* [Spatial localization data]:

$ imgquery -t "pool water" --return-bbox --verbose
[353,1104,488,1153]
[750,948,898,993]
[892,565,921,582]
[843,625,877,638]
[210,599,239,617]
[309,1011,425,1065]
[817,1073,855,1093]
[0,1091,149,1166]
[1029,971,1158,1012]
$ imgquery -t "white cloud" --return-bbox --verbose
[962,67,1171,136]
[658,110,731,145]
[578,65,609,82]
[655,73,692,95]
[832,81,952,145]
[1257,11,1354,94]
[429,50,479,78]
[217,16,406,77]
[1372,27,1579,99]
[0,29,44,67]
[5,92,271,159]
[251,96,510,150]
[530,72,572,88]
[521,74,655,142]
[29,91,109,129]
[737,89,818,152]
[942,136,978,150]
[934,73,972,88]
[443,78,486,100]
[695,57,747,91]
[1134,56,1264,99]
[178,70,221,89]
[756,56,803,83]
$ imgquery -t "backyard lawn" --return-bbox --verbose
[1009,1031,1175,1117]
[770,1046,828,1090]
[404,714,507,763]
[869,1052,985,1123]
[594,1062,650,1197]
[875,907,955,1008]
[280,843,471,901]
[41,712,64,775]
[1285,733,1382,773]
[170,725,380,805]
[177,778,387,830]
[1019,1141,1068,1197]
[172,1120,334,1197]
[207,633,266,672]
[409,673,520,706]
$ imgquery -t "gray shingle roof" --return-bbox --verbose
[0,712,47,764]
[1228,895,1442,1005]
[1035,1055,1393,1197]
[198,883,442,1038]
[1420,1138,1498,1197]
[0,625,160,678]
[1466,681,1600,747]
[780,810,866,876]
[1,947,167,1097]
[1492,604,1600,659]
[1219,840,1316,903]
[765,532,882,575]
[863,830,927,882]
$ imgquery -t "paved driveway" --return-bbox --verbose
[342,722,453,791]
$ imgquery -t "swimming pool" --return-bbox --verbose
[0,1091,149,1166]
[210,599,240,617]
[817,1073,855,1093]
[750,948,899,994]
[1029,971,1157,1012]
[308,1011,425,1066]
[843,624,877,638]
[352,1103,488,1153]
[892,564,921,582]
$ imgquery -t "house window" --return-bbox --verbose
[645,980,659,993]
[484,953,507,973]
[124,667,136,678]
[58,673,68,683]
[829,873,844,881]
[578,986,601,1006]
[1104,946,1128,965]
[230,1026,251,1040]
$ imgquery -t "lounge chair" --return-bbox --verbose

* [What this task involves]:
Transcribe, exactly and completely, all of the entries.

* [Solved problem]:
$ imgquery -t "pool water" --return-bbox --verbose
[353,1104,488,1153]
[750,948,898,993]
[892,565,921,582]
[843,625,877,638]
[210,599,239,617]
[309,1011,425,1065]
[817,1073,855,1093]
[0,1091,149,1166]
[1029,971,1158,1012]
$ imgquery -t "white cloud" --return-bbox --verbose
[962,67,1171,136]
[658,110,731,145]
[578,65,609,82]
[655,73,692,95]
[832,81,952,145]
[1257,11,1354,94]
[429,50,479,78]
[217,16,406,77]
[1372,27,1579,99]
[0,29,44,67]
[5,92,271,159]
[251,96,510,150]
[530,72,572,88]
[521,74,655,142]
[29,91,109,129]
[737,89,818,152]
[942,136,978,150]
[934,73,972,88]
[443,78,486,100]
[695,57,747,91]
[1134,56,1264,99]
[178,70,221,89]
[756,56,803,83]
$ imgquery -t "backyard lawn" --return-bbox --verbose
[1009,1031,1175,1117]
[770,1046,828,1090]
[404,714,507,763]
[869,1052,985,1123]
[594,1062,650,1197]
[875,907,955,1008]
[280,843,471,901]
[41,712,64,775]
[1285,733,1382,773]
[170,725,380,805]
[177,778,387,830]
[1019,1141,1068,1197]
[172,1120,334,1197]
[207,633,266,672]
[409,673,520,706]
$ imgquery -t "gray shingle roof" --return-bbox --verbose
[0,712,47,764]
[1228,895,1442,1005]
[1035,1055,1393,1197]
[198,883,442,1038]
[1420,1138,1498,1197]
[0,625,160,678]
[1466,681,1600,747]
[780,810,866,876]
[1,947,167,1097]
[1492,604,1600,659]
[1219,840,1316,903]
[765,532,882,575]
[863,830,927,882]
$ imgquery -t "paved driveway" --return-bbox --verbose
[342,722,453,791]
$ imgquery -t "swimming pool" --return-bbox --verbose
[0,1091,149,1166]
[210,599,240,617]
[817,1073,855,1093]
[750,948,899,994]
[1029,971,1157,1012]
[308,1011,425,1066]
[843,624,877,638]
[352,1103,488,1153]
[892,564,921,582]
$ imgquery -t "house window" --return-bbox --verbose
[645,980,659,993]
[484,953,507,973]
[124,667,136,678]
[58,673,68,683]
[829,873,844,881]
[578,986,601,1006]
[1104,946,1128,965]
[230,1026,251,1040]
$ imgquery -t "lounge chair" --return-bbox --verbose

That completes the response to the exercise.